* What the exercise asks: Pick each line containing the word "dress" out of the data below.

Recorded data

• • • •

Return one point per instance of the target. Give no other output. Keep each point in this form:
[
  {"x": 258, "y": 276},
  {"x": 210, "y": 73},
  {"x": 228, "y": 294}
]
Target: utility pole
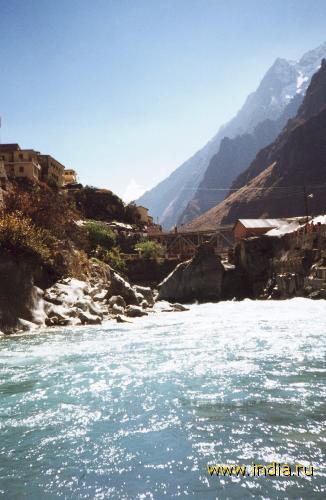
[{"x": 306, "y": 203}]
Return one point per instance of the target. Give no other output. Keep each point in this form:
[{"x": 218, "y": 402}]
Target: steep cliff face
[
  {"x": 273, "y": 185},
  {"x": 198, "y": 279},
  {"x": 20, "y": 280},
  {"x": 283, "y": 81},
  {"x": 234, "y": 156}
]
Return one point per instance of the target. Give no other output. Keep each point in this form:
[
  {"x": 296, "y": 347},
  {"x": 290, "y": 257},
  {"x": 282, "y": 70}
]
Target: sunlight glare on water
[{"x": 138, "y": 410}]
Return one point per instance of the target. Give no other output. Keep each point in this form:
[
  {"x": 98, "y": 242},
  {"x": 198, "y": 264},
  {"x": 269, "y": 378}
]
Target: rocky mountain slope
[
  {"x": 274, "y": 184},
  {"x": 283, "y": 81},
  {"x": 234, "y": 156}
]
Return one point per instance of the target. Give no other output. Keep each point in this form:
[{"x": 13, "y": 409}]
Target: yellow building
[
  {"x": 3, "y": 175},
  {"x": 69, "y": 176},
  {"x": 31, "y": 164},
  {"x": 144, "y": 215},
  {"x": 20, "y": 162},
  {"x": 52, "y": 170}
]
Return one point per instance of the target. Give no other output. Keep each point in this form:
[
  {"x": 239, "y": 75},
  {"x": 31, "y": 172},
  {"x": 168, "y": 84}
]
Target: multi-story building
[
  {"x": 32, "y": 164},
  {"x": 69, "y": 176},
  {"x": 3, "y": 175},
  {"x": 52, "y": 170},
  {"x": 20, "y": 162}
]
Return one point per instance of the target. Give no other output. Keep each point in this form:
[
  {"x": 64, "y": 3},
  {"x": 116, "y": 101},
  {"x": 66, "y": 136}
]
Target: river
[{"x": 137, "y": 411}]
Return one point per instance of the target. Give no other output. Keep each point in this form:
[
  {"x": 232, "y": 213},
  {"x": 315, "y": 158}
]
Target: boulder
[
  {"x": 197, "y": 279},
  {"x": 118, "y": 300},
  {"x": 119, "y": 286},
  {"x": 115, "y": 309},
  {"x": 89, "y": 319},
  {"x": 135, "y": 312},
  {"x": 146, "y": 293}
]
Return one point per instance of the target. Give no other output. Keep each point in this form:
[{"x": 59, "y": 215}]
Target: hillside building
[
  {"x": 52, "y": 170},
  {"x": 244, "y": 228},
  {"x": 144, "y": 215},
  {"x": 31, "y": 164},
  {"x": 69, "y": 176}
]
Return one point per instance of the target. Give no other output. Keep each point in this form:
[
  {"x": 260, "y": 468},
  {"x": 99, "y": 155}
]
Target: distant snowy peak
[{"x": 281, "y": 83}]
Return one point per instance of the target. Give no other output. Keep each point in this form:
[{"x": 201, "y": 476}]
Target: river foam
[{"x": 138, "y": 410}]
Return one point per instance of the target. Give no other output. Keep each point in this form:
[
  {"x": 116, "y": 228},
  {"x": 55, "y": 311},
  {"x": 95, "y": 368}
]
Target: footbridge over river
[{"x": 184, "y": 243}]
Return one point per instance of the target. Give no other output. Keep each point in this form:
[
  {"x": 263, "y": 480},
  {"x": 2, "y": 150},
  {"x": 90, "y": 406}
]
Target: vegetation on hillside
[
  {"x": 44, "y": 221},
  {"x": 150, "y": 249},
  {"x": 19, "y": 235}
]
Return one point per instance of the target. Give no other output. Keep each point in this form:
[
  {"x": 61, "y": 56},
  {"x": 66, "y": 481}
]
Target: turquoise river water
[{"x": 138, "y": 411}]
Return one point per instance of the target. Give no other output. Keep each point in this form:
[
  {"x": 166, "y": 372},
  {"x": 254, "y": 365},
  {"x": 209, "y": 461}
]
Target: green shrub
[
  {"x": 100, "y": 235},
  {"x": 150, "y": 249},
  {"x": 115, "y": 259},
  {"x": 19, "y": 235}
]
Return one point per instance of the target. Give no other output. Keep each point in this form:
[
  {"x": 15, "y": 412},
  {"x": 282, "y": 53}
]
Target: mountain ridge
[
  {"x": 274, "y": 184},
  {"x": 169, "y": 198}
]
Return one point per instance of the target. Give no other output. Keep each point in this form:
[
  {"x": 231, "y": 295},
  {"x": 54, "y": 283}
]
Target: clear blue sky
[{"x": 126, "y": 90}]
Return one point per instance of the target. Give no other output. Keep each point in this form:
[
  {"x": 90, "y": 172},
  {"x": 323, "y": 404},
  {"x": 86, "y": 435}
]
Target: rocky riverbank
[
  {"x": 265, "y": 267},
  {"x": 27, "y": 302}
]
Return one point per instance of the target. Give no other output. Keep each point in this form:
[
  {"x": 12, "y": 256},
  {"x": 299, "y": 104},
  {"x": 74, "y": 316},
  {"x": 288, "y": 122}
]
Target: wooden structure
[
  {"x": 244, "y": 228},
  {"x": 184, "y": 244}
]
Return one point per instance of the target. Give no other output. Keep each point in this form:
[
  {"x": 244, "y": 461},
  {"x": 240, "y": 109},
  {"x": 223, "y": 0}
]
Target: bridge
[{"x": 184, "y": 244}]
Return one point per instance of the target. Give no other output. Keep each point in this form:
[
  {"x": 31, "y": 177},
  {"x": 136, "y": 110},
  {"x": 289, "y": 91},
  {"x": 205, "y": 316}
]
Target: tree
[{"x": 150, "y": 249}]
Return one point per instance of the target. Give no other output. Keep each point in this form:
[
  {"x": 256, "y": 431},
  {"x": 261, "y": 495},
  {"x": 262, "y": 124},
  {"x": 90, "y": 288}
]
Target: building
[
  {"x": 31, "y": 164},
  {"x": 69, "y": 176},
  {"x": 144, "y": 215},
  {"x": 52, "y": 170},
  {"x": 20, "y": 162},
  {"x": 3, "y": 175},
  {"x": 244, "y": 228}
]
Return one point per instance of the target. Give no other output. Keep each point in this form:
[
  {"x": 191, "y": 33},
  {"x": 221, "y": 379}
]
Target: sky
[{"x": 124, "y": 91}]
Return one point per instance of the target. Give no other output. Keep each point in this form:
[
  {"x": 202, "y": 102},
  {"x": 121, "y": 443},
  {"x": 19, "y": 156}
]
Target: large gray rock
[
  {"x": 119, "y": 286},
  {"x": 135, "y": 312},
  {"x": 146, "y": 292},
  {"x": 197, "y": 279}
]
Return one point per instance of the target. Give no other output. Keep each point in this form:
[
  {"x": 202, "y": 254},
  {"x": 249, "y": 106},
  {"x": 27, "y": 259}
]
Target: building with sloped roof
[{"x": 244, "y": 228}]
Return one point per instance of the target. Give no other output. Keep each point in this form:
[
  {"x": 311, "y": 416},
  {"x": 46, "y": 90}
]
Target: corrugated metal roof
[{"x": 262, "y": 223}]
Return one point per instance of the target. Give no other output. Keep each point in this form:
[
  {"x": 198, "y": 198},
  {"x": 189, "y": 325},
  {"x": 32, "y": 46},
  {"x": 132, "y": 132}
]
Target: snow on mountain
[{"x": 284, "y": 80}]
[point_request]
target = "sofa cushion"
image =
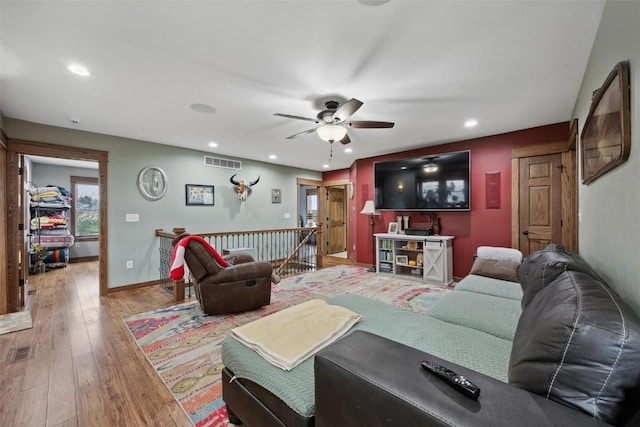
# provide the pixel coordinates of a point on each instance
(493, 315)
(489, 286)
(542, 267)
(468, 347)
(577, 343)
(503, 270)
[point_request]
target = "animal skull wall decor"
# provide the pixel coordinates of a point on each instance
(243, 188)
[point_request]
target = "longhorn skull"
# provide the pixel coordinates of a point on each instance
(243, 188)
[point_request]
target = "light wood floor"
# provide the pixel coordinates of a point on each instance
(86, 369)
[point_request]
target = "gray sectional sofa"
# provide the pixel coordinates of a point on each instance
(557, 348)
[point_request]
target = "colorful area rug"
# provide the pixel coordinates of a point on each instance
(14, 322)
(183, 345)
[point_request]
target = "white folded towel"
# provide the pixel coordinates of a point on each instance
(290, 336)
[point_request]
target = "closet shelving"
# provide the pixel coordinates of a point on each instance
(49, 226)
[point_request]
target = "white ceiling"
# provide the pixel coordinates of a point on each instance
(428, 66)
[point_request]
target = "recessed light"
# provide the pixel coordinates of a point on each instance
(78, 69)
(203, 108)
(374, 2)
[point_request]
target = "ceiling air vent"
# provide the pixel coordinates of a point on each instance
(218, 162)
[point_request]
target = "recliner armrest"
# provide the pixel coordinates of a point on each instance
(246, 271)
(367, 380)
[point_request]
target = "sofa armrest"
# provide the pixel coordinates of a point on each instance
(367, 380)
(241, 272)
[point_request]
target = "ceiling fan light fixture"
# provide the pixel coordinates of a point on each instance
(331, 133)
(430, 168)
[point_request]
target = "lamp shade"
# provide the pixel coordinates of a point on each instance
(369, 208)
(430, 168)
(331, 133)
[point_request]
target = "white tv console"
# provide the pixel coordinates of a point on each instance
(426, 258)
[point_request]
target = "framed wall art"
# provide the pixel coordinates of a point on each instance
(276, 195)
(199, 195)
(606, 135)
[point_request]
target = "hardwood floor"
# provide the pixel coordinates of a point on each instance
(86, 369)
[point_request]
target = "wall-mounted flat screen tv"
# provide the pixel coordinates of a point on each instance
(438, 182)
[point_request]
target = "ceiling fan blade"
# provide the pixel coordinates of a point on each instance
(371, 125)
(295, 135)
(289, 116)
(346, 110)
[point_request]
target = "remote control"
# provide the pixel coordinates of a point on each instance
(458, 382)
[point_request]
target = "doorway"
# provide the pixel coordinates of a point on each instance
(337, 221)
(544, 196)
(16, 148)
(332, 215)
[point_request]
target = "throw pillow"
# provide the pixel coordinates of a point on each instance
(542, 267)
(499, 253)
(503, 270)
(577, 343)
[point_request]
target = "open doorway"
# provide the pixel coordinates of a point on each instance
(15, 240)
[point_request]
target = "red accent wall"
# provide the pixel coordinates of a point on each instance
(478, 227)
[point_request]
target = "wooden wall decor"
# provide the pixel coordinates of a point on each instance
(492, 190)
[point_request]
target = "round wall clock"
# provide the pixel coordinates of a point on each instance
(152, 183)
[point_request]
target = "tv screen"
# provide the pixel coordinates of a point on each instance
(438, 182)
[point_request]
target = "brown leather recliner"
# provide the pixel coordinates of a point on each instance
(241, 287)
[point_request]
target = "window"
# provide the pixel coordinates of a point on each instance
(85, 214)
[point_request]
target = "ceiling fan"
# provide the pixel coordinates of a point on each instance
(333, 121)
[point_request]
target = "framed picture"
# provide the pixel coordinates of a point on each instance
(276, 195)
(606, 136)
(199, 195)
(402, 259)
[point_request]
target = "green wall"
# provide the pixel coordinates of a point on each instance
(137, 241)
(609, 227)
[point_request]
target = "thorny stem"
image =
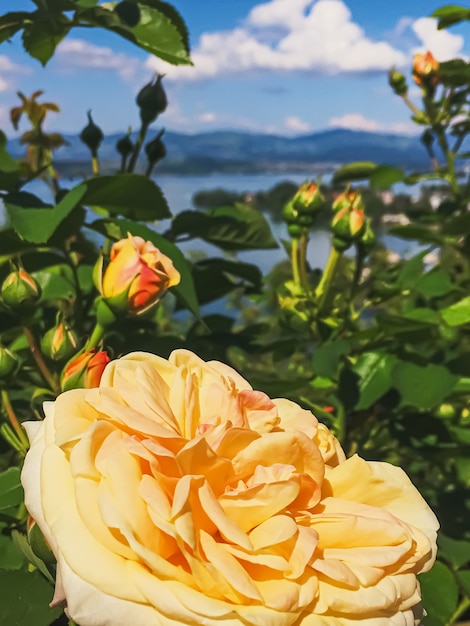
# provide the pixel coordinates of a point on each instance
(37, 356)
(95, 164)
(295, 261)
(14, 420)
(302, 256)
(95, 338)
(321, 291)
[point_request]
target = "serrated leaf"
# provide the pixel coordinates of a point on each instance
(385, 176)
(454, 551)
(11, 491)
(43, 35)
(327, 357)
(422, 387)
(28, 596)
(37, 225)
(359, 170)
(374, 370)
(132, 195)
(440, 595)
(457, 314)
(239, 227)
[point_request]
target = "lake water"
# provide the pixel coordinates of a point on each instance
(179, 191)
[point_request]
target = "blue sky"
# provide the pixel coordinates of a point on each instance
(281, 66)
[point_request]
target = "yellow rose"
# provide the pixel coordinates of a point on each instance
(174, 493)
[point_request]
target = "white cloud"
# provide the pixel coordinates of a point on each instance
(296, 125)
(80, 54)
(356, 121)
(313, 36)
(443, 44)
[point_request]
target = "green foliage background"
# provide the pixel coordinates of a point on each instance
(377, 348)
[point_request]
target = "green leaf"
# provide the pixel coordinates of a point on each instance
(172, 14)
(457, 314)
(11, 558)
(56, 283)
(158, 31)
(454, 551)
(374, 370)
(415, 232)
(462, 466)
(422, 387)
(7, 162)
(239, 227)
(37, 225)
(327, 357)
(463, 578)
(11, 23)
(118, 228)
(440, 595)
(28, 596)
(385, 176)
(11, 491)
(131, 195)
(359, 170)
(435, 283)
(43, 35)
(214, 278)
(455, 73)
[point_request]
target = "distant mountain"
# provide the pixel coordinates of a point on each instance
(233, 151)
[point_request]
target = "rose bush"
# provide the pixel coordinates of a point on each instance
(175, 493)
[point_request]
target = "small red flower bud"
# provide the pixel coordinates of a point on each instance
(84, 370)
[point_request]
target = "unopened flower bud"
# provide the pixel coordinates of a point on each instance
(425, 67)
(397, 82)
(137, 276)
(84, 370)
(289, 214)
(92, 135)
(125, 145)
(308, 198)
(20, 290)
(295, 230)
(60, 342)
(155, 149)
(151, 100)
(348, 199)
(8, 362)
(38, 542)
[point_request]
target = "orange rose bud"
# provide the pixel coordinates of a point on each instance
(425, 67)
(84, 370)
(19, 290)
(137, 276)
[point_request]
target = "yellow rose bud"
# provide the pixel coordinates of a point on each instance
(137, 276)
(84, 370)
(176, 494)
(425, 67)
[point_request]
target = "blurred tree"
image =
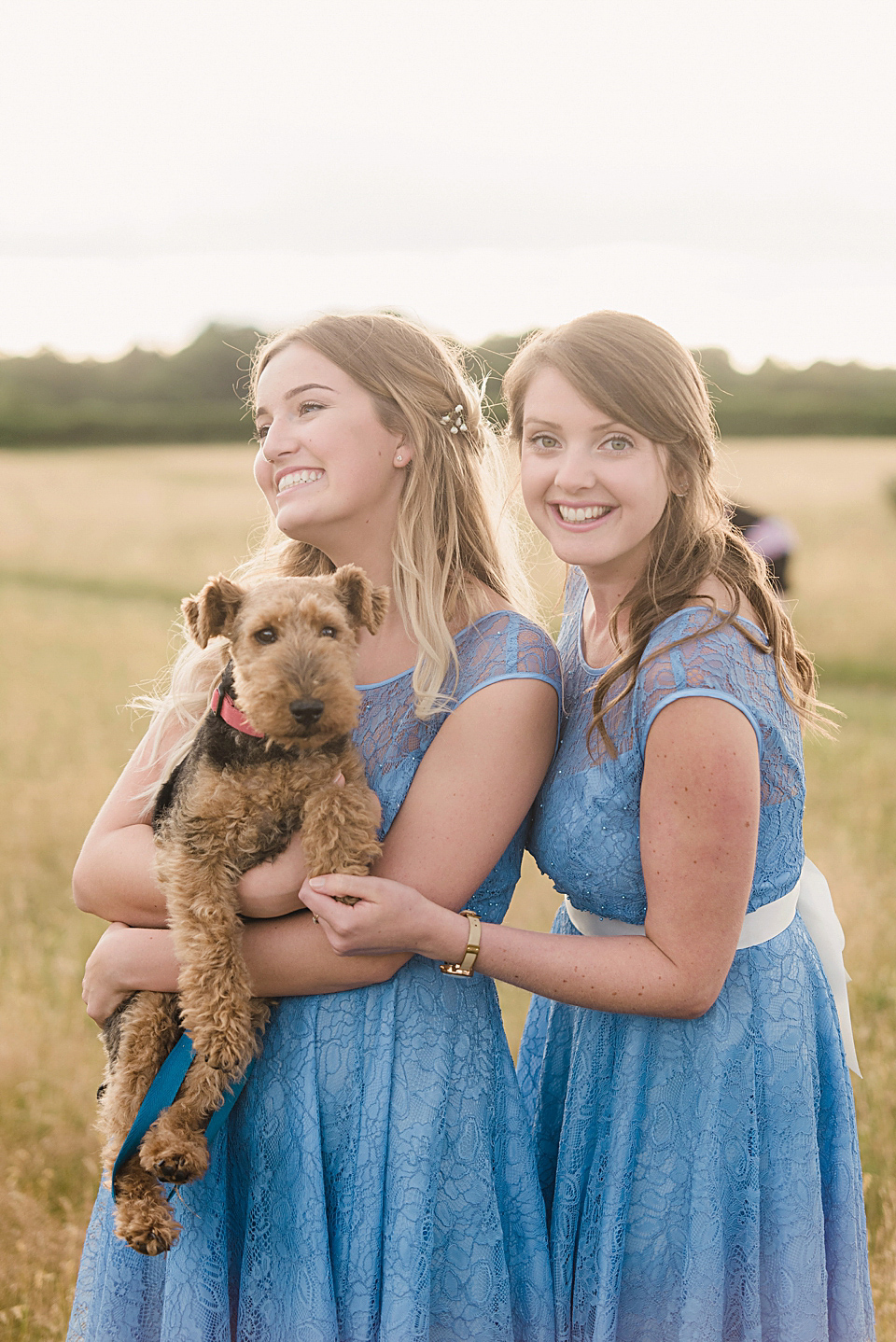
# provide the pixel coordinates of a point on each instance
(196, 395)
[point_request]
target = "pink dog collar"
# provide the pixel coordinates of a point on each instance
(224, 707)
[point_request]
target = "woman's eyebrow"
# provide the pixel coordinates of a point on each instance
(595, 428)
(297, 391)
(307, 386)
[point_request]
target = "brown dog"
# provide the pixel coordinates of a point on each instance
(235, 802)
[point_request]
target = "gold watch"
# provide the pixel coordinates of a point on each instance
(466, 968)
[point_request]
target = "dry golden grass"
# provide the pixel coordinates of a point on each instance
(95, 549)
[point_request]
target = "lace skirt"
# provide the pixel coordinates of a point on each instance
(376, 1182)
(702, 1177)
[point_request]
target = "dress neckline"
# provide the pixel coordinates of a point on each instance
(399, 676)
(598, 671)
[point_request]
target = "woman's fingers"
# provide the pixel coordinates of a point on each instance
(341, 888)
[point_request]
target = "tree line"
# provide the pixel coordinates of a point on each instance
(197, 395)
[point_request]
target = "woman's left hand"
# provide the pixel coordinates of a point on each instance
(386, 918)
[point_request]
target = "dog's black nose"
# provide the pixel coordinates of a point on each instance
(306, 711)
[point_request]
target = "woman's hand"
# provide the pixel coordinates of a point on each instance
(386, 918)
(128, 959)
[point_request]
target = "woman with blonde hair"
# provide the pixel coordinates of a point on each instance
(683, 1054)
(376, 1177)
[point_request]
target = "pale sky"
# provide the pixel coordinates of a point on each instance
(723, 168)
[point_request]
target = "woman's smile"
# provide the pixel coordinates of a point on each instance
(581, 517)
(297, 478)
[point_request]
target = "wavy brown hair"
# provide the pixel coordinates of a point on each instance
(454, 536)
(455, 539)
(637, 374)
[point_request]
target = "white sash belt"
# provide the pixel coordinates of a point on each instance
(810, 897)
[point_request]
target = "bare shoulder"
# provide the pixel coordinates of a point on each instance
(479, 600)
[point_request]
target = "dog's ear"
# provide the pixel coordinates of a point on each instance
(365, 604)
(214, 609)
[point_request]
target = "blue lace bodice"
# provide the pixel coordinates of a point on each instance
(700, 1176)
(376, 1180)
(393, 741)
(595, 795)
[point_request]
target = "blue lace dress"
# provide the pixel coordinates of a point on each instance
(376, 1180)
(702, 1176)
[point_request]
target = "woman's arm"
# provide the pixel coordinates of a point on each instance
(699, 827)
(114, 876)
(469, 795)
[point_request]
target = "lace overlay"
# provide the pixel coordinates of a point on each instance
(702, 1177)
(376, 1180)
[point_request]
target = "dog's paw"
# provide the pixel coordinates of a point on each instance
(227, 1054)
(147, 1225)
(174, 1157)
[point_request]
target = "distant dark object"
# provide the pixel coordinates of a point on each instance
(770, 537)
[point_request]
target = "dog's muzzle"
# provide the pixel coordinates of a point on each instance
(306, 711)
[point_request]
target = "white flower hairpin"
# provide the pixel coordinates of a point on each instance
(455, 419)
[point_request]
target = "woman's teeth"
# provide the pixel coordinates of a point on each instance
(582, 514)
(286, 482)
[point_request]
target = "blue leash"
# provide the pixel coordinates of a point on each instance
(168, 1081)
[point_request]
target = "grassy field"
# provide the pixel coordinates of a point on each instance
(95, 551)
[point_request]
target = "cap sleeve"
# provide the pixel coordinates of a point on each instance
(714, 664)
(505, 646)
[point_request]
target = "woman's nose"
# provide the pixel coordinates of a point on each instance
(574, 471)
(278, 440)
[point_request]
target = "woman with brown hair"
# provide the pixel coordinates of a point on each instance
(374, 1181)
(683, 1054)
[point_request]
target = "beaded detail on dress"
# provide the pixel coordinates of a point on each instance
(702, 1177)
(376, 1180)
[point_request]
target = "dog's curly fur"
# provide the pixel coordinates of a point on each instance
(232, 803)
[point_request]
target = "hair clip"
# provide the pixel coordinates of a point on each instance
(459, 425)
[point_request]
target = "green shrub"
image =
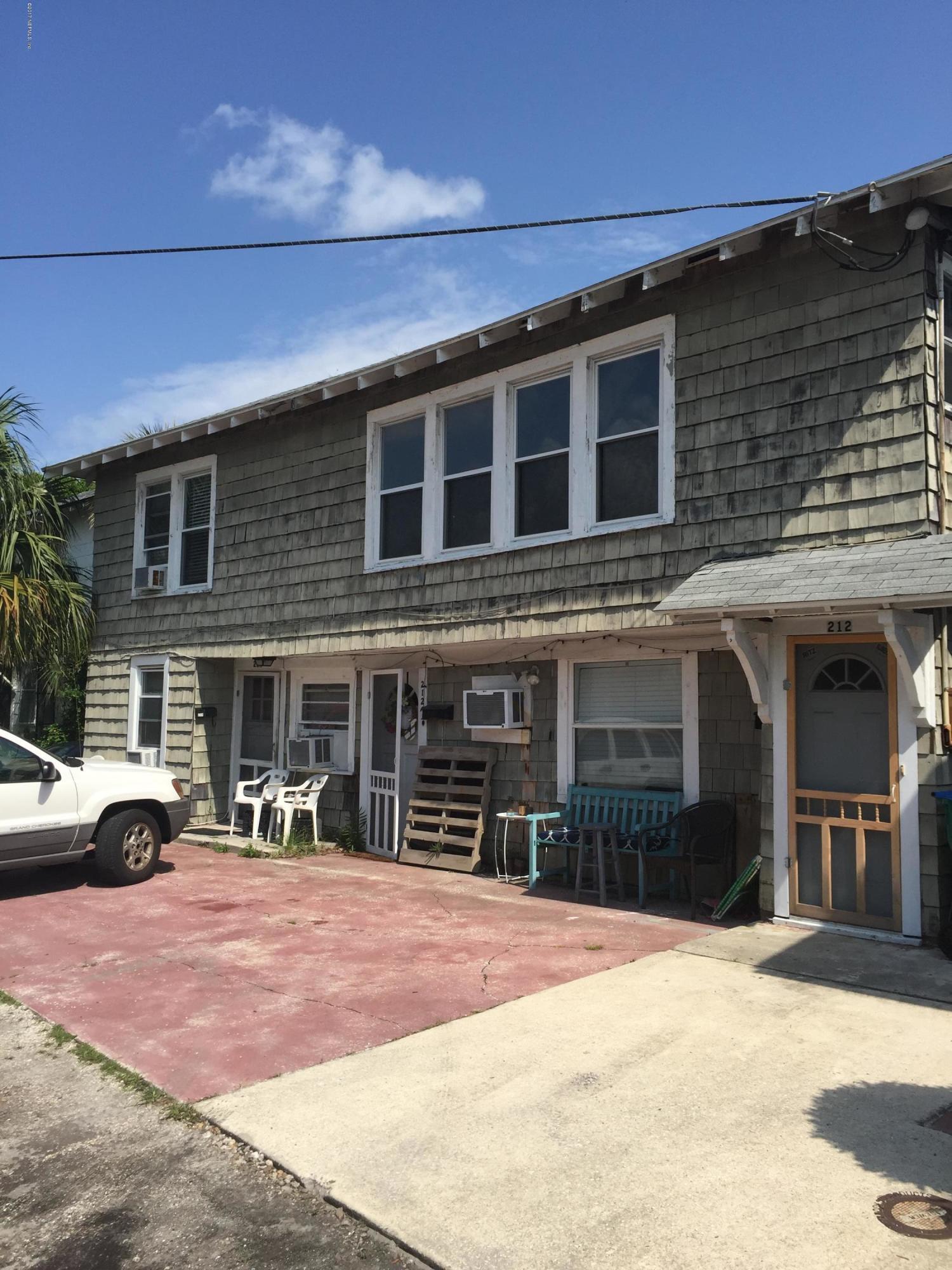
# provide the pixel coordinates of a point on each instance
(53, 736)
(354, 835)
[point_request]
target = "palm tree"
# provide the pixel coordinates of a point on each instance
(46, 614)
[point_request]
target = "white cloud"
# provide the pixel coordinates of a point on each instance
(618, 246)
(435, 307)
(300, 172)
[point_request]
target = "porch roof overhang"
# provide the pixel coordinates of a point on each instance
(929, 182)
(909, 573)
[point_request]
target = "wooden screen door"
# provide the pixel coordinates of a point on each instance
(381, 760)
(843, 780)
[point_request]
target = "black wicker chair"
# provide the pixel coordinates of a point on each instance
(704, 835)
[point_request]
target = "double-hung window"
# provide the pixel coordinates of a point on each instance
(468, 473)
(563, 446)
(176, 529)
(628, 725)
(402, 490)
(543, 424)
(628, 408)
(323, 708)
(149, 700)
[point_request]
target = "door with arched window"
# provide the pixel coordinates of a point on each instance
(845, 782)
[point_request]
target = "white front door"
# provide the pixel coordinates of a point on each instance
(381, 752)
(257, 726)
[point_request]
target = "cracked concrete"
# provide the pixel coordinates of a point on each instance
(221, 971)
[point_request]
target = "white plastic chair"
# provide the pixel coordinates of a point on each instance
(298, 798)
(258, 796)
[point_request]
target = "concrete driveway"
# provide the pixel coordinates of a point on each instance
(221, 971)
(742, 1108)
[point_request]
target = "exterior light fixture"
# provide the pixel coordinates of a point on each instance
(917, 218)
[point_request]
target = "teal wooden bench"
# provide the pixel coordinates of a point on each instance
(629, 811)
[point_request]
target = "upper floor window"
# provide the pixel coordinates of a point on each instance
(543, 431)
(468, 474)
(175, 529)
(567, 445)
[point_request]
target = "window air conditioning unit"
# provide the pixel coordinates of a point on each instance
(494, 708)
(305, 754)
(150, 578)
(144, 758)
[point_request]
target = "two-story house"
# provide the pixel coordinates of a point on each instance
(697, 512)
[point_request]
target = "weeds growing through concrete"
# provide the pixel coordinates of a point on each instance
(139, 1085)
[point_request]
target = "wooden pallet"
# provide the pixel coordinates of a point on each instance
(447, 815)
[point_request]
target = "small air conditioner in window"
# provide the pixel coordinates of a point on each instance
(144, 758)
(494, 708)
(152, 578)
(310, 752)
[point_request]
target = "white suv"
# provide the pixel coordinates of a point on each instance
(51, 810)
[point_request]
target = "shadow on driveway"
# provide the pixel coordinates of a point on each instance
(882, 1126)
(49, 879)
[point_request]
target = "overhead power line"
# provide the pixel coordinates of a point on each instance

• • • •

* Written answer:
target = "dress neckline"
target = "blue lace dress"
target = "beaded detail on dress"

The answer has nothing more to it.